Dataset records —
========

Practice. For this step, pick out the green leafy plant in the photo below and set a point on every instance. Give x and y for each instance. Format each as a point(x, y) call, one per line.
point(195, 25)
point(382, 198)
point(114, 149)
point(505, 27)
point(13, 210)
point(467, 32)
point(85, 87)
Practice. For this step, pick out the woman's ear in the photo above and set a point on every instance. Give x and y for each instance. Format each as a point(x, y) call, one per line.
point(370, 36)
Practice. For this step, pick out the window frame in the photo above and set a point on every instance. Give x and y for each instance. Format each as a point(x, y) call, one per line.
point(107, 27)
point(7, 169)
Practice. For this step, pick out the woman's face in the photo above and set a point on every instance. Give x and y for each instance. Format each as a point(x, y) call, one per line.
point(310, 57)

========

TASK DETAILS —
You are asked to reproduce word for word the line containing "Practice. For this step, pick out the woman's ear" and every subsequent line through the end of the entries.

SOLUTION TO THIS PROBLEM —
Practice. For this step, pick out the woman's ear in the photo above and set a point on every instance. Give x and y for each instance. Format each as a point(x, y) call, one per line.
point(370, 36)
Practice. For this step, pick out the window frame in the photo above and set a point on every instance. Give x and y for each instance. Format each as a point(x, y) call, one per line.
point(107, 27)
point(7, 169)
Practice. For this step, pick out the woman's face in the photo above and set a point on every instance. Give x and y for each instance. Format each as a point(x, y) call, one per line.
point(310, 57)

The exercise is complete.